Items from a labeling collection
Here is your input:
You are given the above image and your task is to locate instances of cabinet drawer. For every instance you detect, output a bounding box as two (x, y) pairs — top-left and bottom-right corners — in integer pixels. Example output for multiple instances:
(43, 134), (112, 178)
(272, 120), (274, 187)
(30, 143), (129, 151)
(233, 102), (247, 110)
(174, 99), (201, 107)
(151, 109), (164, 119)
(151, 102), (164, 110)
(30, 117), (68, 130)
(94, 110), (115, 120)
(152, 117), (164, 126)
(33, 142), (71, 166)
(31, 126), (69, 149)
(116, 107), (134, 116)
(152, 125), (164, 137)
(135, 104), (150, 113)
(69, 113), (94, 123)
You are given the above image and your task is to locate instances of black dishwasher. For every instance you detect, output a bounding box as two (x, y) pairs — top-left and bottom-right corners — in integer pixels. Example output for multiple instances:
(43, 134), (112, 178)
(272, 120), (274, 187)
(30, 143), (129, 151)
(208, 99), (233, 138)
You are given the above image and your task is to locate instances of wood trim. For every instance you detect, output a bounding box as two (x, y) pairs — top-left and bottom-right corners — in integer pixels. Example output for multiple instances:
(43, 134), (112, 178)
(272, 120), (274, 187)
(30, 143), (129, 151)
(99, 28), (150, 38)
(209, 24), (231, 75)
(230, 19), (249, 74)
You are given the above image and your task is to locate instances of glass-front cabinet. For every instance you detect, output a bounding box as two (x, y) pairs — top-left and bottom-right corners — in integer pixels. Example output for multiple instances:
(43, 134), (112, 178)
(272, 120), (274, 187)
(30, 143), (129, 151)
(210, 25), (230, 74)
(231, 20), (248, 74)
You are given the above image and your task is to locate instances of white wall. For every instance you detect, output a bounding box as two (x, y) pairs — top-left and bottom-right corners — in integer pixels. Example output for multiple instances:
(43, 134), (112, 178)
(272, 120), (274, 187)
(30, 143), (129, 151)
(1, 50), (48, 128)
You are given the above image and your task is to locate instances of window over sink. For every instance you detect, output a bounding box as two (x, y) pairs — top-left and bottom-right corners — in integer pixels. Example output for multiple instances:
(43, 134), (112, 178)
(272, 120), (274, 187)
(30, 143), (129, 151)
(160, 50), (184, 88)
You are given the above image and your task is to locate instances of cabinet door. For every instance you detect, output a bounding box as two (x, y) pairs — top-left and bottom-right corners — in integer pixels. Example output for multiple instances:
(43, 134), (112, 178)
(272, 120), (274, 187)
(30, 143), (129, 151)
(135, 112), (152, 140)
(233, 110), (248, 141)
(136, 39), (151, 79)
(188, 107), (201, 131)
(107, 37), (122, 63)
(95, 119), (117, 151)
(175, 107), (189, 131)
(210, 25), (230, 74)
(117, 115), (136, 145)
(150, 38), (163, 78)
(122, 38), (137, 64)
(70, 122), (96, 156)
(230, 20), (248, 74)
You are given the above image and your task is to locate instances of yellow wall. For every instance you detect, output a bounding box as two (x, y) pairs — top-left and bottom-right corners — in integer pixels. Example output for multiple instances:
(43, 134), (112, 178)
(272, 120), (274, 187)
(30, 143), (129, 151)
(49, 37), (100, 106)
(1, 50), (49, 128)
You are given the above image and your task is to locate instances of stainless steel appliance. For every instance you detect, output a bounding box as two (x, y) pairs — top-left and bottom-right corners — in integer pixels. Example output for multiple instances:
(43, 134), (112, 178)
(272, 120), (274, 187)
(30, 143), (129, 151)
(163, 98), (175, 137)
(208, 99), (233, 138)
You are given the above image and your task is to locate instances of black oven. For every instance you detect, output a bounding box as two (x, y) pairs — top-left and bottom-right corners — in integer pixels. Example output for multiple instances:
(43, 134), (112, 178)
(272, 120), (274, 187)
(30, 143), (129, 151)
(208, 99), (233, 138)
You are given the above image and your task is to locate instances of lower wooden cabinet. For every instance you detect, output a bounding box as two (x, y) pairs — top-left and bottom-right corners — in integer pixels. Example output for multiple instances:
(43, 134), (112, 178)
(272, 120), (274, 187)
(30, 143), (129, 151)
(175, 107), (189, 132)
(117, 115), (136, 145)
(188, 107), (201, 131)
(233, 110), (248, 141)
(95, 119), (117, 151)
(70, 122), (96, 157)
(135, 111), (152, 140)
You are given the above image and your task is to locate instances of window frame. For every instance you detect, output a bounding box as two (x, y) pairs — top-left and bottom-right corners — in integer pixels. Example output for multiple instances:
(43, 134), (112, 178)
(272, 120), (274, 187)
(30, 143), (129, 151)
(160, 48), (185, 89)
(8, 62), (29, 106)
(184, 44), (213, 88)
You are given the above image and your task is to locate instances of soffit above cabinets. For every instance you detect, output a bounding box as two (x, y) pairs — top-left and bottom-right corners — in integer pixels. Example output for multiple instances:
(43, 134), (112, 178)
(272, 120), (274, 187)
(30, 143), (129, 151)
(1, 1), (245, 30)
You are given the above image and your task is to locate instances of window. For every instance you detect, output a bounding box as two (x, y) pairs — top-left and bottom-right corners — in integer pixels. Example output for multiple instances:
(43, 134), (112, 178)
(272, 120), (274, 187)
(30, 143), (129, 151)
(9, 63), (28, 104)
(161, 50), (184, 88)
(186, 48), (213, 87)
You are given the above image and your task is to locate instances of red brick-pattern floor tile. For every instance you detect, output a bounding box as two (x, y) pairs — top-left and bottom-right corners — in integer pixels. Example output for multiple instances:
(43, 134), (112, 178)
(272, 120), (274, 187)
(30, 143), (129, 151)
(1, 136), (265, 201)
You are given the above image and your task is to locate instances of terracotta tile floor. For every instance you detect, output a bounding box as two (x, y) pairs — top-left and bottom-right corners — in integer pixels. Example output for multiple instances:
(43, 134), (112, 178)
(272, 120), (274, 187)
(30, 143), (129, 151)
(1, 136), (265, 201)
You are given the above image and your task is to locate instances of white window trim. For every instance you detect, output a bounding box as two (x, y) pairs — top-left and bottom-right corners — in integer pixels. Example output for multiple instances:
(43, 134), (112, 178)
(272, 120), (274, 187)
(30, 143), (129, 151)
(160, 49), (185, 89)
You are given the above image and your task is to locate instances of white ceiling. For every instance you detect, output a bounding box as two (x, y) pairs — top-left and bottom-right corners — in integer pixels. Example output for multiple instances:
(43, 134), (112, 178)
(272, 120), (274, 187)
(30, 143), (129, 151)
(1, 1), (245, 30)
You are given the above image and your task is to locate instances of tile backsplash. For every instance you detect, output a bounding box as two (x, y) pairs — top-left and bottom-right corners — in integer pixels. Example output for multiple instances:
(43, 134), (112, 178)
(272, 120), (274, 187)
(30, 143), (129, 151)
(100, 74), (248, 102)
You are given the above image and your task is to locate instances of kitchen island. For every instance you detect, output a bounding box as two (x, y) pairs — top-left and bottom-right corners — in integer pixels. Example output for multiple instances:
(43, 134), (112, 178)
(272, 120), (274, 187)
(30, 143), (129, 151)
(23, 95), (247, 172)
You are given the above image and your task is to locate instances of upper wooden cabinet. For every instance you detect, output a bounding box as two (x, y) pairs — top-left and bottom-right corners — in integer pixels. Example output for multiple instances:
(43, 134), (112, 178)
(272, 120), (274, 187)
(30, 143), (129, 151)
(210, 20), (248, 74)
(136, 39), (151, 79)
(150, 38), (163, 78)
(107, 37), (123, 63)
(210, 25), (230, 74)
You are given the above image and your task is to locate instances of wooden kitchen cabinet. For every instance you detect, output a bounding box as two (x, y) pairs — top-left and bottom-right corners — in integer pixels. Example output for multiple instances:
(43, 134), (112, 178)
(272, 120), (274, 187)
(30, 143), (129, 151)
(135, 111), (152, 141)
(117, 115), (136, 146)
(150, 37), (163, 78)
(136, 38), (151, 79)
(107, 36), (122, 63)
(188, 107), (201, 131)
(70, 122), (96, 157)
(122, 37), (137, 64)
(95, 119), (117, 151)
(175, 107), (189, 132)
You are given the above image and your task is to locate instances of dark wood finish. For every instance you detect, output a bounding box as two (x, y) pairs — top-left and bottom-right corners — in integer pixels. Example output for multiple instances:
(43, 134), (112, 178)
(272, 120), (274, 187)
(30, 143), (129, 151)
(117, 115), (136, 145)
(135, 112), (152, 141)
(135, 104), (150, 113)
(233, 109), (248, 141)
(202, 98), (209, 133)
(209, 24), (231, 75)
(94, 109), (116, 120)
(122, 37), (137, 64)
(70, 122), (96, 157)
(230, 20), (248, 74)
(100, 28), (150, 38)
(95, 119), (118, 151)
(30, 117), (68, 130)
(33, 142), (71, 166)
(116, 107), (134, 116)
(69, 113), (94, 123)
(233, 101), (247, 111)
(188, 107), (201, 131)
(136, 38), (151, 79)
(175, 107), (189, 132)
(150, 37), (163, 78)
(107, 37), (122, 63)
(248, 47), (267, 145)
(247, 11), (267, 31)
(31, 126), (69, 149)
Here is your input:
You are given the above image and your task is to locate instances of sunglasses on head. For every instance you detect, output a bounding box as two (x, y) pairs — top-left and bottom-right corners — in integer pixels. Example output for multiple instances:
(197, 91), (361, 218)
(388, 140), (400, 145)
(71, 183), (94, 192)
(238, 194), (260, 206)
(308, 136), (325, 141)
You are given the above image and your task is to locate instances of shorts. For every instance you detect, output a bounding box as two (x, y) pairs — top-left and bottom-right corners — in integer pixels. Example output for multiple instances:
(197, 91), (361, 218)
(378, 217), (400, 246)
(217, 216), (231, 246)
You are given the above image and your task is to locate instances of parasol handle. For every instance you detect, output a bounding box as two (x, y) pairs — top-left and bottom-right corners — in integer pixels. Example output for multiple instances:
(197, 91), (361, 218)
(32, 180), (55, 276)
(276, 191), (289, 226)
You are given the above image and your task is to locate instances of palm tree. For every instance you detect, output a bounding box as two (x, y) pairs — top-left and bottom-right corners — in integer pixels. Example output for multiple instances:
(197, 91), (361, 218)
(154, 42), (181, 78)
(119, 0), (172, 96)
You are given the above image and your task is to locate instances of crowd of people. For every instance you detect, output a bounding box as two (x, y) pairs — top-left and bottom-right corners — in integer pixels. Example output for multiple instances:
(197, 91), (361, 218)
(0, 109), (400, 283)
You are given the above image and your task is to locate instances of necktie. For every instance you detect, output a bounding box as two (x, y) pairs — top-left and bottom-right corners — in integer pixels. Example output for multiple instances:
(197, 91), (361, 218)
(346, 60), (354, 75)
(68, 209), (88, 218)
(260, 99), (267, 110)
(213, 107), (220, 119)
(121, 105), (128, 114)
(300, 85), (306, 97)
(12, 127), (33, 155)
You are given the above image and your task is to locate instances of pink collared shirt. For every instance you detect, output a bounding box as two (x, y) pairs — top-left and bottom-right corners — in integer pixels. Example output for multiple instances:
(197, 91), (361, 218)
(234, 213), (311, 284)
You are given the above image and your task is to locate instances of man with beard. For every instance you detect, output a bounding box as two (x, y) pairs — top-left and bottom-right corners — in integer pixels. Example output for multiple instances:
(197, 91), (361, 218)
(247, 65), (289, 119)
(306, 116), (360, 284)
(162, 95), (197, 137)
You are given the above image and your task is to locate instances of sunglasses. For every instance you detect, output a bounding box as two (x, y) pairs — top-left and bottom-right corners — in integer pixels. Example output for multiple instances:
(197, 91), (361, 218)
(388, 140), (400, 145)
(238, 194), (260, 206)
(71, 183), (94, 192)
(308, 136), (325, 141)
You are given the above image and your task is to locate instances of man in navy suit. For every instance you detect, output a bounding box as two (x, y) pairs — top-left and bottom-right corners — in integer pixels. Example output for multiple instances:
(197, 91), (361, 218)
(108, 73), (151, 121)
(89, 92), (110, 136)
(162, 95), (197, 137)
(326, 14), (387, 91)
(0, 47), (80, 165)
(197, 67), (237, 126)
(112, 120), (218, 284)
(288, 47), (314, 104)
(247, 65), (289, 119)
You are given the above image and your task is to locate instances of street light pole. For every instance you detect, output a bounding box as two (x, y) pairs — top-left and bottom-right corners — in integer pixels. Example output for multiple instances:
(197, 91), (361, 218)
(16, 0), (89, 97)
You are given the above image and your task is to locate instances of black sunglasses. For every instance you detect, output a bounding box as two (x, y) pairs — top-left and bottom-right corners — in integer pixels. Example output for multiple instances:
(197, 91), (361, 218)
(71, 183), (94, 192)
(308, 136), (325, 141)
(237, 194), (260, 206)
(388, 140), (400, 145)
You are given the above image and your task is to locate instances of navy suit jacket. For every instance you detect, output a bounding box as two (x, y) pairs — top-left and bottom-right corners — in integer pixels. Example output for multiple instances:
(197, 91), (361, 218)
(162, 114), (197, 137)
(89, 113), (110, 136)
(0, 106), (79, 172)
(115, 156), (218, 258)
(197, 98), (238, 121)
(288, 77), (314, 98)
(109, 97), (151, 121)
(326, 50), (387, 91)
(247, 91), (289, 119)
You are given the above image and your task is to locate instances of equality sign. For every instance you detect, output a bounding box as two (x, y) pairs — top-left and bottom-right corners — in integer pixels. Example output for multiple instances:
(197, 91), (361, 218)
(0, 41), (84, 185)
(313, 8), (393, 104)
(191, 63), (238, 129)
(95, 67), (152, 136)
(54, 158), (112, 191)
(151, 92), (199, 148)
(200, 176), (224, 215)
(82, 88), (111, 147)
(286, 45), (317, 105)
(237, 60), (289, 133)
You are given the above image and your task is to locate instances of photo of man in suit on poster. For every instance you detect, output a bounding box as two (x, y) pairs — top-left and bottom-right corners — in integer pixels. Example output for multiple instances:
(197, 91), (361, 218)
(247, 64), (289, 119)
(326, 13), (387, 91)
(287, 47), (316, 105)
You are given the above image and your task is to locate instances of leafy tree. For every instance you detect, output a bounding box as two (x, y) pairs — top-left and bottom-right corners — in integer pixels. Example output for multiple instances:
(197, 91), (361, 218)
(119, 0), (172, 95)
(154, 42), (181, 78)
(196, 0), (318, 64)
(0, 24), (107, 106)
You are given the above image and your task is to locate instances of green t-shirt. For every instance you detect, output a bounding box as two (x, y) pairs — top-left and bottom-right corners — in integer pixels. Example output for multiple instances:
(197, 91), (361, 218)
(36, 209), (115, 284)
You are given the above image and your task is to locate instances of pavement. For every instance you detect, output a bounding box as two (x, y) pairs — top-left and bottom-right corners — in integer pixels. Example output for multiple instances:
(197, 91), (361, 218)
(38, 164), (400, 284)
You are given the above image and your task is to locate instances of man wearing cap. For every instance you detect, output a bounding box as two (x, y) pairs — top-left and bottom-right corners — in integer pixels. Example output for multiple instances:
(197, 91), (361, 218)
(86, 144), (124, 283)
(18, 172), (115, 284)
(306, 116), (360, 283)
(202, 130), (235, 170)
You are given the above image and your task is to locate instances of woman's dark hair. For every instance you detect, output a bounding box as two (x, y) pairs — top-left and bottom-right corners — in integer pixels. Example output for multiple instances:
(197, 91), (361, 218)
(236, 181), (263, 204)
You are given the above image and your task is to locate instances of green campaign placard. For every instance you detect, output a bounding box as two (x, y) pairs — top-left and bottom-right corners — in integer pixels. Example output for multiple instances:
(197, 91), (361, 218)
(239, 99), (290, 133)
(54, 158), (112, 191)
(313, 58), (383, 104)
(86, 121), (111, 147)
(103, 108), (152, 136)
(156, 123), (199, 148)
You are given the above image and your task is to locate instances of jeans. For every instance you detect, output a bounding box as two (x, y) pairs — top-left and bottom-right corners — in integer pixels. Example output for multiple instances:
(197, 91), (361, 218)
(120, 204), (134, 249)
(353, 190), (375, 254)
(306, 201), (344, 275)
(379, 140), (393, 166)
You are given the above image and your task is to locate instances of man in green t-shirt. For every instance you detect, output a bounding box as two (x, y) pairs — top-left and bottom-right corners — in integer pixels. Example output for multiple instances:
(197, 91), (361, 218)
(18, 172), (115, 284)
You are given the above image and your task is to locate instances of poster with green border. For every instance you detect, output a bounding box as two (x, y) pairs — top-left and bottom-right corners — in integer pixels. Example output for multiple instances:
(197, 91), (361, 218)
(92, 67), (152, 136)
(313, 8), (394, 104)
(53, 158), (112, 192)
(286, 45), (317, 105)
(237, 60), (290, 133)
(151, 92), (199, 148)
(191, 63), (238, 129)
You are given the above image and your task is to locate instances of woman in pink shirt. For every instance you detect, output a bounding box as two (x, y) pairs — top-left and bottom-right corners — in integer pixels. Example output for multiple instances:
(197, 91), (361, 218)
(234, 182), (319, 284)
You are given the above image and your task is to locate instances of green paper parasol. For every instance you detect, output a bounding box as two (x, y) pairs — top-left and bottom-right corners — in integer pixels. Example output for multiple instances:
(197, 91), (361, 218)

_Exercise prompt:_
Please report each line in the rows above that contains the word "kitchen", copying every such line in full.

_Solution:_
You are given the above image and your task is to locate instances of kitchen island. For every instance you detect, output a bounding box as two (x, y) pairs — top-left and bottom-right corners — in integer pixels. Example output for multiple instances:
You are given the above image and your task is to locate instances of wooden kitchen cabinet. For every instance you detect, output a bounding box as two (x, y) pairs — top-left and bottom-right corners — in integer pixels. Example output for multiple instances:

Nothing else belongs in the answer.